● Set task 1:
In the Schwinn Panther thread, what grade of steel wool did the poster mostly use to clean the chrome?

════════════════════

# 1951 Girls Schwinn Panther



## skiptoofer22 (Dec 17, 2018)

Started working on this '51 Panther that I bought from a fellow CABE member a few months back. Wheels and seat will be replaced as the rims are Lobdell 41s and the seat is off a 70s lightweight. The paint is pretty nice and should clean up well, but unfortunately most of the chrome is heavily pitted or rusted, so I will do my best to bring it back. Here are the before pics. Enjoy! -Trevor


----------



## skiptoofer22 (Dec 18, 2018)

Chrome really cleaned up nice! Still need to polish.


----------



## oldmtrcyc (Dec 18, 2018)

Nice.  How did you clean the chrome?


----------



## skiptoofer22 (Dec 18, 2018)

Mostly I'm using super fine #0000 steel wool, but in some places where the oxidation is really bad I'm also using turtle wax rubbing compound with the steel wool. 


oldmtrcyc said:


> Nice.  How did you clean the chrome?


----------



## GTs58 (Dec 18, 2018)

skiptoofer22 said:


> Chrome really cleaned up nice! Still need to polish.View attachment 921654


----------



## skiptoofer22 (Dec 20, 2018)

After 3+ hours of polishing with steel wool and rubbing compound, I was able to finish the front fender. You can tell how oxidized it was compared to the rear fender.


----------



## SJ_BIKER (Dec 21, 2018)

i have the correct seat for this.... if interested PM me.


----------



## skiptoofer22 (Jan 5, 2019)

Sorry for the lack of posts. Ended up getting quite a bit done. This is a picture from earlier today. Since then I have added wheels and chain. I will post pictures in the morning.


----------



## John G04 (Jan 6, 2019)

Looks great really nice clean up


----------



## rollfaster (Jan 6, 2019)

Looking really nice!


----------



## skiptoofer22 (Jan 6, 2019)

Here are the before and after pics. I have some cheap wheels on it for now until I decide what to do with it. Still need to recover an original seat I have for it.


----------



## Awhipple (Jan 6, 2019)

Great job!


----------

════════════════════

● Set task 2:
Count the lines in the records that contain the word "concrete". Reply with only that number.

(Source data)
════════════════════

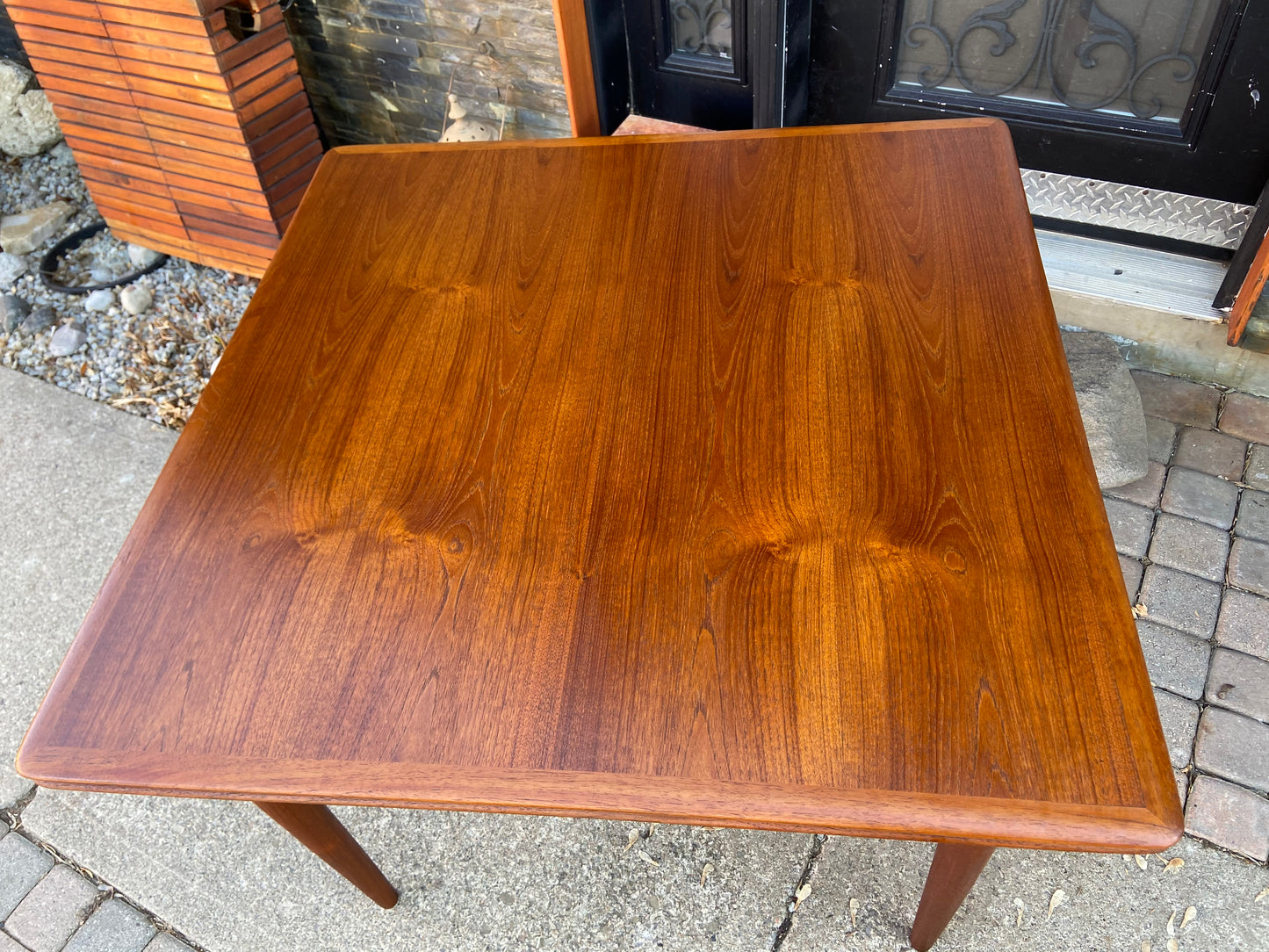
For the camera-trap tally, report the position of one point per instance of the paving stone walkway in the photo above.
(1193, 539)
(91, 872)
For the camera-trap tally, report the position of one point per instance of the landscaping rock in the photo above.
(142, 256)
(40, 319)
(66, 341)
(100, 299)
(136, 299)
(25, 233)
(13, 310)
(32, 128)
(1109, 407)
(11, 267)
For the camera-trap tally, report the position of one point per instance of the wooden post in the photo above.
(952, 875)
(316, 826)
(579, 76)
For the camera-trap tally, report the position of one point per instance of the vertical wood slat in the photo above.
(256, 134)
(579, 76)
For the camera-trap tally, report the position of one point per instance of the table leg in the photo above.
(316, 826)
(952, 875)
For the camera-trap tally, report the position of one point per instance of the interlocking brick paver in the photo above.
(1180, 720)
(1257, 475)
(1189, 546)
(1180, 601)
(162, 942)
(22, 866)
(1244, 624)
(1246, 416)
(1249, 565)
(52, 911)
(1252, 519)
(1240, 683)
(1232, 746)
(1129, 524)
(114, 927)
(1160, 439)
(1132, 570)
(1229, 817)
(1146, 490)
(1174, 660)
(1177, 400)
(1208, 451)
(1197, 495)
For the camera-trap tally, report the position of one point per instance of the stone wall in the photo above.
(379, 70)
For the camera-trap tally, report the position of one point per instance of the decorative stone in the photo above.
(1129, 524)
(40, 319)
(1109, 407)
(13, 310)
(1229, 817)
(1239, 683)
(1146, 490)
(32, 127)
(66, 341)
(1246, 416)
(11, 267)
(1244, 624)
(1234, 746)
(1160, 439)
(1258, 469)
(1197, 495)
(1189, 546)
(25, 233)
(1252, 516)
(1182, 602)
(1211, 452)
(1178, 400)
(142, 256)
(100, 299)
(1179, 718)
(1175, 661)
(1249, 565)
(136, 299)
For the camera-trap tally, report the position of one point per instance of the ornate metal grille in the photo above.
(1129, 57)
(702, 28)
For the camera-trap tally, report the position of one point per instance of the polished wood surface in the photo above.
(732, 479)
(316, 826)
(952, 875)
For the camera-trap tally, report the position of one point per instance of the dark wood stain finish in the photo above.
(732, 479)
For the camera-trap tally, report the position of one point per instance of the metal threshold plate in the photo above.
(1141, 277)
(1112, 205)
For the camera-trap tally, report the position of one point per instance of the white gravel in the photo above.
(154, 364)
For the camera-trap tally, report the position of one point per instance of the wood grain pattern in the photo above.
(732, 479)
(160, 98)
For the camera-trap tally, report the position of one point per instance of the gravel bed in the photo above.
(154, 364)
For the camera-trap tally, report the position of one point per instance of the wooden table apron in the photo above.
(732, 479)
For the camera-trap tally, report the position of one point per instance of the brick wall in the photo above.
(379, 70)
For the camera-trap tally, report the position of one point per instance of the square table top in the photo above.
(732, 479)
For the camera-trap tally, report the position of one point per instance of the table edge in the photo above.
(858, 812)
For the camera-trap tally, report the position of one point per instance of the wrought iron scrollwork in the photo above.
(702, 27)
(1044, 62)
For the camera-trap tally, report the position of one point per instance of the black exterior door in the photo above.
(1163, 94)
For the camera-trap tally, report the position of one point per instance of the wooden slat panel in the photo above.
(76, 102)
(22, 17)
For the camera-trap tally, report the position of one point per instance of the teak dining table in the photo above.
(732, 479)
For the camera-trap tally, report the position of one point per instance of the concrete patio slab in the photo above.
(75, 473)
(231, 880)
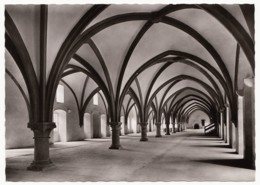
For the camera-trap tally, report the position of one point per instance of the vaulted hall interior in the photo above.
(99, 92)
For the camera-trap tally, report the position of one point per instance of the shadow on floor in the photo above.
(212, 146)
(238, 163)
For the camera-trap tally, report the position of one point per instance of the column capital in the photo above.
(158, 124)
(222, 109)
(115, 124)
(143, 124)
(42, 127)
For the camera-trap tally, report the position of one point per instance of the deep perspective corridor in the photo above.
(186, 155)
(130, 92)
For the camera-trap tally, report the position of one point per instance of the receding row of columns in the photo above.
(241, 136)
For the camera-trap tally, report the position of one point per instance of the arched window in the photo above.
(60, 94)
(95, 99)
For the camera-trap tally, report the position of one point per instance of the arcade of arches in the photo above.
(115, 73)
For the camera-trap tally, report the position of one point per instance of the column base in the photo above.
(41, 166)
(144, 139)
(115, 147)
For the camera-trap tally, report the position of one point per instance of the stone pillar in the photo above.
(116, 127)
(234, 136)
(158, 129)
(126, 129)
(168, 129)
(229, 127)
(225, 133)
(240, 125)
(221, 125)
(143, 131)
(249, 122)
(41, 145)
(150, 125)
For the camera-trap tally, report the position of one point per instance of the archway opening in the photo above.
(196, 126)
(59, 134)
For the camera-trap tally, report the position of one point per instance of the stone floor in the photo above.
(185, 156)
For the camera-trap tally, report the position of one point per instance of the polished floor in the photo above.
(184, 156)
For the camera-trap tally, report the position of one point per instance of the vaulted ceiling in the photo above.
(160, 51)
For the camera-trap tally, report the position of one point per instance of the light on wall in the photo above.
(95, 99)
(60, 94)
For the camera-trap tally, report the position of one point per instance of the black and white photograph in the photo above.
(129, 92)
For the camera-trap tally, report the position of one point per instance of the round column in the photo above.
(143, 131)
(41, 145)
(158, 129)
(116, 127)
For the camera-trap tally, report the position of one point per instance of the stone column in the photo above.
(143, 131)
(234, 136)
(249, 122)
(221, 125)
(168, 129)
(158, 129)
(150, 125)
(116, 127)
(240, 125)
(41, 145)
(229, 127)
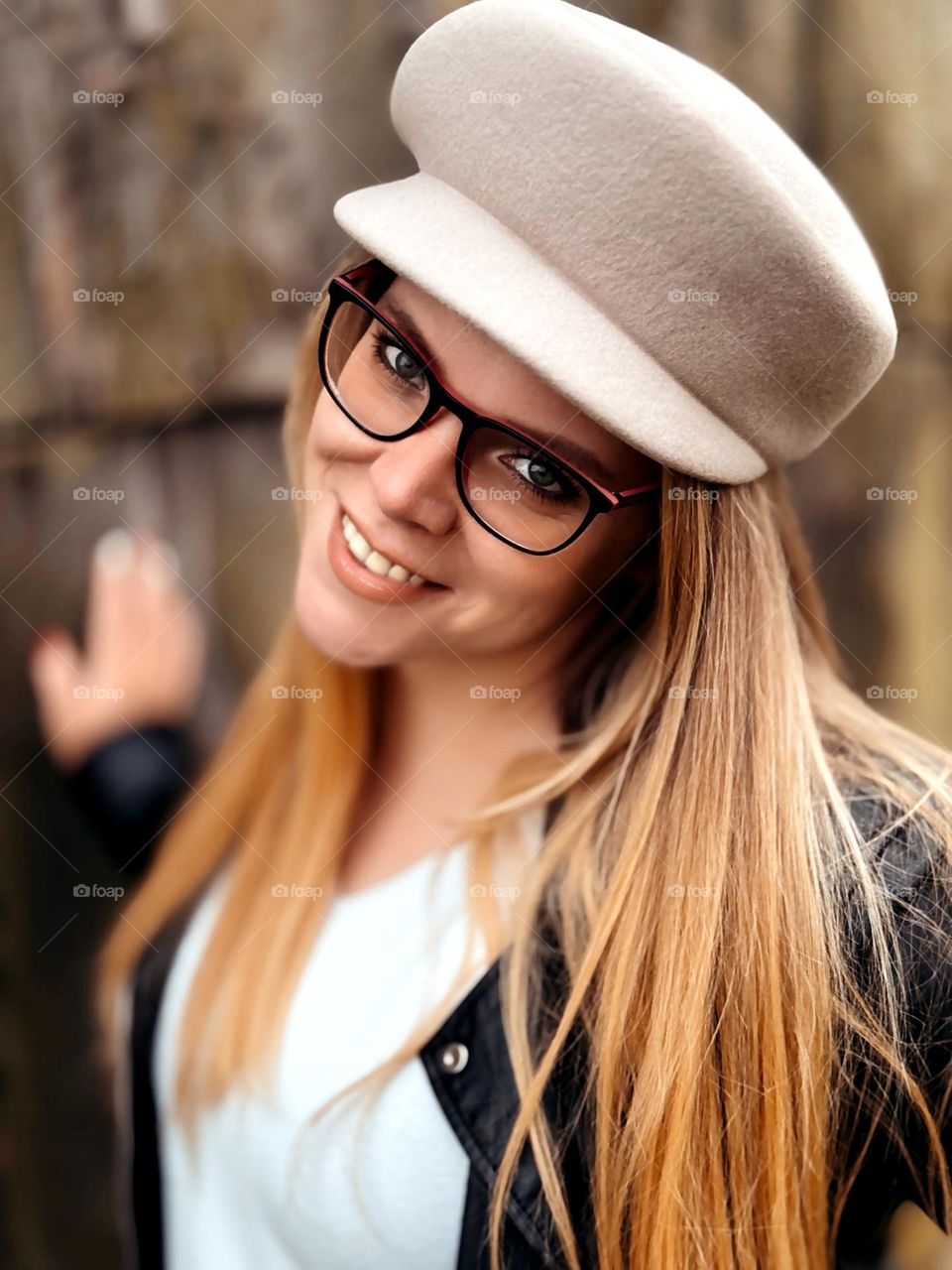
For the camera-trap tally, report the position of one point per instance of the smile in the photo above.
(375, 561)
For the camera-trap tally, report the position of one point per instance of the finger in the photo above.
(108, 612)
(55, 671)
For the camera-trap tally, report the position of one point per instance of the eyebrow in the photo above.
(560, 445)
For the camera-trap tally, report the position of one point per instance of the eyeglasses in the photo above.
(522, 492)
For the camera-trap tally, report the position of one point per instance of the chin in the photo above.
(334, 629)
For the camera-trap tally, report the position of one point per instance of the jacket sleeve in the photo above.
(919, 878)
(130, 788)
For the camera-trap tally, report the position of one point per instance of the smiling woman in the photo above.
(556, 636)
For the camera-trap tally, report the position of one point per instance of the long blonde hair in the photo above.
(696, 878)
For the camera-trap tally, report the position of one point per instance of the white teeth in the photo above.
(375, 561)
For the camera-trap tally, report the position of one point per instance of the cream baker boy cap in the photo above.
(633, 227)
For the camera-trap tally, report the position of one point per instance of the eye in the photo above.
(542, 477)
(397, 361)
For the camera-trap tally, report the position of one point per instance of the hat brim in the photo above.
(456, 250)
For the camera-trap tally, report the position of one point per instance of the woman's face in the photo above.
(403, 498)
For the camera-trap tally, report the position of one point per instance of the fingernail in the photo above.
(114, 552)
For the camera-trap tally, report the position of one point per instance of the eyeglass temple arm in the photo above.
(631, 495)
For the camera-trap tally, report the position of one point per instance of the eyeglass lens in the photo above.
(512, 486)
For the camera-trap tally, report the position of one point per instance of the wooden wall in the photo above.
(195, 197)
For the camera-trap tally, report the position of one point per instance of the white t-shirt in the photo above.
(263, 1194)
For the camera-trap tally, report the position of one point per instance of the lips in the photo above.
(376, 556)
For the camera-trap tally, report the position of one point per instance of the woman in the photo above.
(549, 821)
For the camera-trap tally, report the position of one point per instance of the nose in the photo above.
(414, 479)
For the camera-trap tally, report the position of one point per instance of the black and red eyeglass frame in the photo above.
(345, 286)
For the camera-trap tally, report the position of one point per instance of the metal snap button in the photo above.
(453, 1057)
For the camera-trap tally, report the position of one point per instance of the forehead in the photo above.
(461, 352)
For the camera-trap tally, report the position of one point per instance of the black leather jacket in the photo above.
(131, 786)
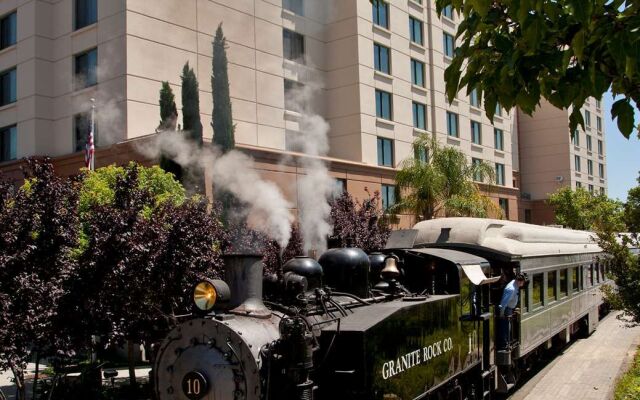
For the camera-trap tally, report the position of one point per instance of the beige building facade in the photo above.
(375, 73)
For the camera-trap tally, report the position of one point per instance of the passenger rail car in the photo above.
(565, 270)
(417, 321)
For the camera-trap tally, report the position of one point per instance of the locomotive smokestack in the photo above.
(243, 273)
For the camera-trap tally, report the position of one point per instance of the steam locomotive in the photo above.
(416, 321)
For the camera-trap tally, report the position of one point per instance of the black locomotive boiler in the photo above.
(416, 321)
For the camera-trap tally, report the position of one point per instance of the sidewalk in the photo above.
(588, 369)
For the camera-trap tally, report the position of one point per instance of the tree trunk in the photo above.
(34, 391)
(132, 365)
(18, 375)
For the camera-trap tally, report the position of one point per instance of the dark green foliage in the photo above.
(136, 270)
(632, 209)
(579, 209)
(38, 230)
(517, 52)
(168, 121)
(358, 224)
(168, 109)
(191, 105)
(222, 122)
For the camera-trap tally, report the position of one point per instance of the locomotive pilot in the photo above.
(508, 303)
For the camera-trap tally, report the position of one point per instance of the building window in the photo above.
(476, 132)
(417, 72)
(500, 179)
(447, 12)
(552, 278)
(292, 95)
(385, 152)
(82, 126)
(381, 58)
(415, 30)
(293, 45)
(504, 206)
(383, 105)
(8, 30)
(498, 110)
(86, 13)
(448, 45)
(419, 116)
(8, 87)
(420, 153)
(292, 141)
(587, 118)
(537, 290)
(339, 187)
(477, 175)
(474, 99)
(86, 69)
(388, 196)
(295, 6)
(8, 143)
(600, 147)
(380, 13)
(452, 124)
(575, 139)
(498, 138)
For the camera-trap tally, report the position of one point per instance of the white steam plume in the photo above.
(266, 208)
(316, 186)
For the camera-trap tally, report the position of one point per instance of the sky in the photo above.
(623, 155)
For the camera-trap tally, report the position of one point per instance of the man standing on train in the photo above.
(508, 303)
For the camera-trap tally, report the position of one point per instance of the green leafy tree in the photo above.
(145, 246)
(579, 209)
(565, 51)
(222, 121)
(168, 121)
(193, 177)
(440, 181)
(191, 105)
(632, 209)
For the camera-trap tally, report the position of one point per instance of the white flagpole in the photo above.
(92, 137)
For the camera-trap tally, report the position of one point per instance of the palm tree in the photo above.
(439, 180)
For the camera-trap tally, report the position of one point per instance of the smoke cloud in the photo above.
(264, 204)
(316, 186)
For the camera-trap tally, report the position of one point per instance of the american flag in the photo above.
(90, 149)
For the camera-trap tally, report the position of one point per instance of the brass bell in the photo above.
(390, 270)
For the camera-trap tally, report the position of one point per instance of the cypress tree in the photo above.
(168, 120)
(191, 105)
(168, 109)
(222, 122)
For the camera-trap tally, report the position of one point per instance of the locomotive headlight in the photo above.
(209, 294)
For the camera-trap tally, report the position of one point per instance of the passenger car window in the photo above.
(537, 291)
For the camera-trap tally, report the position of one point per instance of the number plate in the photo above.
(195, 385)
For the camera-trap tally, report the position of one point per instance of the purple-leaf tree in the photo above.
(38, 231)
(358, 224)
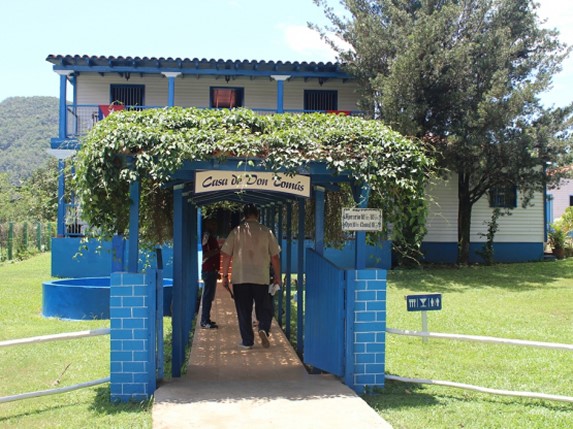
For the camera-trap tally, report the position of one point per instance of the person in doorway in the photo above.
(210, 271)
(252, 247)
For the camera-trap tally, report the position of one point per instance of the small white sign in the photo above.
(222, 180)
(357, 219)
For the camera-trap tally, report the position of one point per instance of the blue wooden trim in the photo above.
(300, 278)
(176, 318)
(63, 110)
(133, 256)
(240, 94)
(319, 220)
(280, 96)
(171, 91)
(203, 72)
(61, 230)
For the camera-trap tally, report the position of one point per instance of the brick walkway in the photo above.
(227, 387)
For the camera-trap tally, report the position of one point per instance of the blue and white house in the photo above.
(91, 87)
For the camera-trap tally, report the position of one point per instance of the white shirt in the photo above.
(251, 247)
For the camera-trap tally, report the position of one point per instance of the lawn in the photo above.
(523, 301)
(27, 368)
(532, 301)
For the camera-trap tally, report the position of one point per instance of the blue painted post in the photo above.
(360, 245)
(283, 264)
(280, 96)
(63, 96)
(300, 277)
(133, 255)
(178, 268)
(194, 273)
(117, 253)
(365, 354)
(186, 254)
(319, 220)
(61, 229)
(288, 270)
(171, 87)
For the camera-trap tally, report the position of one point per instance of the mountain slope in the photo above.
(26, 126)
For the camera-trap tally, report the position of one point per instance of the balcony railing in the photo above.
(82, 117)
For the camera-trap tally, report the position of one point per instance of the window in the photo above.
(228, 98)
(503, 196)
(316, 99)
(128, 95)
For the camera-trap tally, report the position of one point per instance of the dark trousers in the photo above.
(209, 286)
(245, 295)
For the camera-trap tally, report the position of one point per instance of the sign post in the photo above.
(424, 303)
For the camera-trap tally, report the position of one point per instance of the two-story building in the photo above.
(93, 86)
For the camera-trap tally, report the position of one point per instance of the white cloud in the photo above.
(306, 43)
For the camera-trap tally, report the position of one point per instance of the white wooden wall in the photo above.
(524, 225)
(561, 197)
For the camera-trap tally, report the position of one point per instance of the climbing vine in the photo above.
(151, 145)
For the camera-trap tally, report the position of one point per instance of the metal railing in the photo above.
(54, 337)
(481, 339)
(81, 118)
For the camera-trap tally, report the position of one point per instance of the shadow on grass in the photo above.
(102, 404)
(397, 395)
(519, 277)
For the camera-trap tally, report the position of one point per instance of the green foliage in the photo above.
(466, 76)
(26, 126)
(153, 144)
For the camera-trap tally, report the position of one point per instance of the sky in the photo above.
(270, 30)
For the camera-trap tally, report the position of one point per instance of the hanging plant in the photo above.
(158, 142)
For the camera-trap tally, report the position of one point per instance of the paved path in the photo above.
(226, 387)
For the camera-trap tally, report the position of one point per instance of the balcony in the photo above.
(82, 117)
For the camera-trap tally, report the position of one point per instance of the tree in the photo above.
(467, 76)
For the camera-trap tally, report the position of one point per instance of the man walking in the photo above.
(210, 271)
(253, 249)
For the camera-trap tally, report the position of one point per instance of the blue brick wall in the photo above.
(132, 357)
(366, 357)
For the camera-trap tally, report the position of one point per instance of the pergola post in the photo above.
(177, 350)
(361, 195)
(300, 276)
(319, 200)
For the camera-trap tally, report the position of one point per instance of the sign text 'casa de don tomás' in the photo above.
(221, 180)
(361, 219)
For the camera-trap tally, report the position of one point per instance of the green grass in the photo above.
(27, 368)
(531, 301)
(523, 301)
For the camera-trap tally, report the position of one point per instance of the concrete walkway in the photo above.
(227, 387)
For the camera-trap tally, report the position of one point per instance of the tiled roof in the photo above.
(193, 66)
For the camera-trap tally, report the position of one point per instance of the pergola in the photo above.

════════════════════

● Task solution 1:
Super fine #0000 steel wool.

● Task solution 2:
2